PROBLEM ::
Give back every record exactly, with its pictures left out.

Saved entries
____
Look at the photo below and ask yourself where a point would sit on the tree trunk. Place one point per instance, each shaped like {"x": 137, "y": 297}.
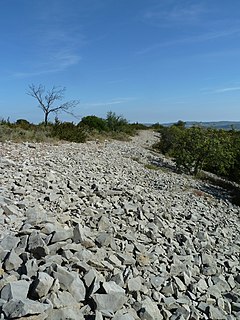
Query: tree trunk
{"x": 46, "y": 118}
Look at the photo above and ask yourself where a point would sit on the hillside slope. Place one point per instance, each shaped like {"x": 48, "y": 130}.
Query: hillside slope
{"x": 91, "y": 230}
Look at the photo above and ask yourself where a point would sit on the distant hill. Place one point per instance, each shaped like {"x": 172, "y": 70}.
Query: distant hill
{"x": 226, "y": 125}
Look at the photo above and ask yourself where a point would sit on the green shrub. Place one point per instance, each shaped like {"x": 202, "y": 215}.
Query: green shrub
{"x": 93, "y": 123}
{"x": 68, "y": 131}
{"x": 196, "y": 148}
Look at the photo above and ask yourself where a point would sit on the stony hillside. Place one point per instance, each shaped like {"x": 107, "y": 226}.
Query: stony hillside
{"x": 91, "y": 231}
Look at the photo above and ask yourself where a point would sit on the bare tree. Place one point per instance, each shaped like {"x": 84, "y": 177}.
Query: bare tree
{"x": 47, "y": 100}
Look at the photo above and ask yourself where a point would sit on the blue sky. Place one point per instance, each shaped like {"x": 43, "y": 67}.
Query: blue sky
{"x": 148, "y": 60}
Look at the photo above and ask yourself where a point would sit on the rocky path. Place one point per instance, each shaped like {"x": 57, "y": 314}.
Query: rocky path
{"x": 93, "y": 231}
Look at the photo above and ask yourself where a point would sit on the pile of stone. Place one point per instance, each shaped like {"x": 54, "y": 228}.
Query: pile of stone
{"x": 89, "y": 232}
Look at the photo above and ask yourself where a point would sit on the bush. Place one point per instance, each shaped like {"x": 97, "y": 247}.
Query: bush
{"x": 68, "y": 131}
{"x": 196, "y": 148}
{"x": 93, "y": 123}
{"x": 115, "y": 122}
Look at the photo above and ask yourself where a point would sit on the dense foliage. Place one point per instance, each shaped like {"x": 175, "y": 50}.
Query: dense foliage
{"x": 196, "y": 148}
{"x": 90, "y": 127}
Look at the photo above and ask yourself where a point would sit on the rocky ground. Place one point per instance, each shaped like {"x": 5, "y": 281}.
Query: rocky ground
{"x": 93, "y": 231}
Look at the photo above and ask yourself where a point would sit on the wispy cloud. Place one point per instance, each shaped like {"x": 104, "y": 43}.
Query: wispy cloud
{"x": 167, "y": 13}
{"x": 191, "y": 39}
{"x": 57, "y": 62}
{"x": 228, "y": 89}
{"x": 111, "y": 102}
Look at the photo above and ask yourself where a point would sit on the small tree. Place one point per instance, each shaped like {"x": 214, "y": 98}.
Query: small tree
{"x": 47, "y": 100}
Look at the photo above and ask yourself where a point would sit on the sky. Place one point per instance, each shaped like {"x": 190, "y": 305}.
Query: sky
{"x": 147, "y": 60}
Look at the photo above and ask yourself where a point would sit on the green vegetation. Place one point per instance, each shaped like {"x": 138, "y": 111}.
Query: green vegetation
{"x": 197, "y": 148}
{"x": 90, "y": 127}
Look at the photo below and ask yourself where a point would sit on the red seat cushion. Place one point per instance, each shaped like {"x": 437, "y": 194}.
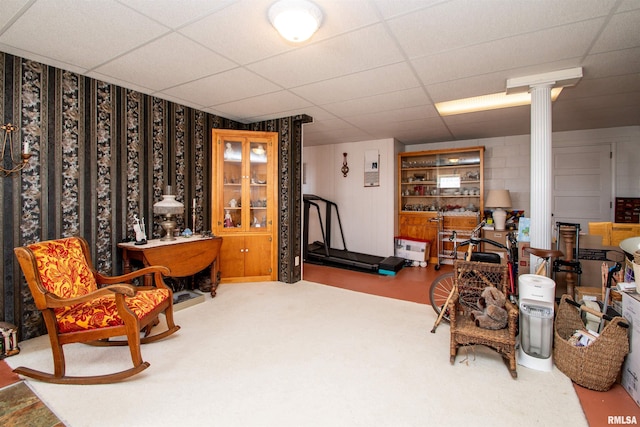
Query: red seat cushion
{"x": 103, "y": 312}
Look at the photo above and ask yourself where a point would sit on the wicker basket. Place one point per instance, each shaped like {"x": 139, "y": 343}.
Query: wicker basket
{"x": 597, "y": 365}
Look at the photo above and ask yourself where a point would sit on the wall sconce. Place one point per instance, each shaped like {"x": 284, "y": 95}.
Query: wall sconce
{"x": 16, "y": 164}
{"x": 168, "y": 207}
{"x": 345, "y": 168}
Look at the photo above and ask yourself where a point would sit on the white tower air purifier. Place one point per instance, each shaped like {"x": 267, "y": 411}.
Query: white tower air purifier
{"x": 537, "y": 295}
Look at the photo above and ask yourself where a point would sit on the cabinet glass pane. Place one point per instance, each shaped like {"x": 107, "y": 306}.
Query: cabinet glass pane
{"x": 447, "y": 182}
{"x": 232, "y": 184}
{"x": 258, "y": 156}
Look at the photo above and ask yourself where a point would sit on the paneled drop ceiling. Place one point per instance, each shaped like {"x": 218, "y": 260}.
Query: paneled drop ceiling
{"x": 373, "y": 70}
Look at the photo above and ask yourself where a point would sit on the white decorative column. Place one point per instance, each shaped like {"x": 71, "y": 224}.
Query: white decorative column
{"x": 541, "y": 201}
{"x": 541, "y": 168}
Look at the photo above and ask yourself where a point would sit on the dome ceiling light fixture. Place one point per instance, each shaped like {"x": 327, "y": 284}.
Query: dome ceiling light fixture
{"x": 295, "y": 20}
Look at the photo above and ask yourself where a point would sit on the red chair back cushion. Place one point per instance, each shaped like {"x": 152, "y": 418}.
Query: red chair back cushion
____
THE ANSWER ::
Look at the photo below and ask yourself where a point would sit on the tree trunk. Place one point per instance, each shaped like {"x": 137, "y": 297}.
Query: tree trunk
{"x": 46, "y": 118}
Look at the photo above and ask yourself where a point would sit on the hillside slope. Place one point per instance, each shaped like {"x": 48, "y": 130}.
Query: hillside slope
{"x": 91, "y": 230}
Look at the photo above and ask yourself where a point would sit on the distant hill. Place one point per instance, each shaped like {"x": 172, "y": 70}.
Query: distant hill
{"x": 226, "y": 125}
Look at the photo above and ask yourself where a point would sit on the green shrub. Place one point per instance, each shaped like {"x": 202, "y": 215}.
Query: green shrub
{"x": 93, "y": 123}
{"x": 68, "y": 131}
{"x": 196, "y": 148}
Look at the photo above and ask yourself where a point would sit on the stony hillside. Place one point per instance, each shaped like {"x": 107, "y": 226}.
Query: stony hillside
{"x": 91, "y": 231}
Look at the photo above and ask yourself where a point would sit on the bare tree. Place one point per instance, each shaped like {"x": 84, "y": 177}.
Query: bare tree
{"x": 47, "y": 100}
Look at the photo above and ask yourself where a point would sit on the blue sky. Place one point per instance, each shaped like {"x": 43, "y": 67}.
Query: blue sky
{"x": 148, "y": 60}
Look at the photo above and ask yourself where a point would sit on the rocky path. Place one point per instance, each shaped like {"x": 57, "y": 314}.
Query: rocky path
{"x": 93, "y": 231}
Look at the photo above and ask yourself where a point would sit on the pile of stone. Place one point per instance, each shaped like {"x": 54, "y": 228}.
Query: pile of stone
{"x": 89, "y": 232}
Look at the photo above and ask yourself where a point would sit on the bush. Place one point per instance, each shaped like {"x": 97, "y": 247}.
Query: bush
{"x": 68, "y": 131}
{"x": 196, "y": 148}
{"x": 93, "y": 123}
{"x": 115, "y": 122}
Look at the photo above and ask yourself where a point would sit on the dense foliage. Place one point per instance, each shaped like {"x": 175, "y": 50}.
Query: dense foliage
{"x": 196, "y": 148}
{"x": 90, "y": 127}
Look at the photo above and ask yourself where a point would sit on the rocky ground. Place one point per instance, each shaped like {"x": 5, "y": 281}.
Query: rocky ground
{"x": 93, "y": 231}
Look at the photo above and ask yourself where a point would sit on the wispy cloud. Place one point per instance, each shaped like {"x": 104, "y": 43}.
Query: wispy cloud
{"x": 167, "y": 13}
{"x": 191, "y": 39}
{"x": 57, "y": 62}
{"x": 228, "y": 89}
{"x": 111, "y": 102}
Look at the photo above and ask yourself where a point would sit on the small tree. Place one point per instance, each shaped like {"x": 214, "y": 98}.
Query: small tree
{"x": 47, "y": 100}
Look at the photo above and ask yourself where a point would sit on the sky. Place one point per instance, each shaped like {"x": 190, "y": 305}.
Query: sky
{"x": 147, "y": 60}
Look at the photo above and ask yourself where a point would sit on the green vegetation. Place one point per instance, each shaped like {"x": 138, "y": 111}.
Query: green vegetation
{"x": 197, "y": 148}
{"x": 90, "y": 127}
Look at the photo below and ask yourself where a point would sit on the red seat cushion. Place one point per instance, each shaped like {"x": 437, "y": 194}.
Query: red seat cushion
{"x": 103, "y": 312}
Look at the photo above and ask yourself where a point would sit on the wicker basket. Place one point per instance, each shaped like {"x": 139, "y": 343}.
Query: wicker basket
{"x": 597, "y": 365}
Look at the photo above and ask yourself where a point would sit on the wall sconce. Place one point per instance, each shaped like {"x": 284, "y": 95}.
Query: wall sconce
{"x": 16, "y": 164}
{"x": 168, "y": 207}
{"x": 345, "y": 168}
Look at the photo above and ask yourself where a point would sit on the white tower air purifier. Place one point per instance, each shaped like {"x": 267, "y": 411}.
Query: white tower air purifier
{"x": 537, "y": 295}
Look at the photo above and ask yourself where a point would sit on the cabinet glass pane. Place one point per instance, each shaped like {"x": 107, "y": 306}.
Query: cabinet glass pane
{"x": 447, "y": 182}
{"x": 232, "y": 184}
{"x": 258, "y": 156}
Look at the photo above and ask yourself where a point would sit on the paneled drop ceiling. Place one point per instance, each shaped like {"x": 218, "y": 260}.
Query: paneled drop ceiling
{"x": 373, "y": 70}
Look at the photo above and ask yourself where a point would sit on the white decorative column. Place one point per instance, each shaped like {"x": 71, "y": 224}.
Query: white decorative column
{"x": 541, "y": 201}
{"x": 541, "y": 168}
Look at the photo above and ask yourself where a point would sit on the dome ceiling light fixture. Place one point per instance, each shaped like {"x": 327, "y": 284}.
Query: dome ceiling light fixture
{"x": 295, "y": 20}
Look at the photo above and ask yourself where a point would sit on the red chair back cushion. Place one point per instance, each shaped like {"x": 152, "y": 418}.
Query: red chair back cushion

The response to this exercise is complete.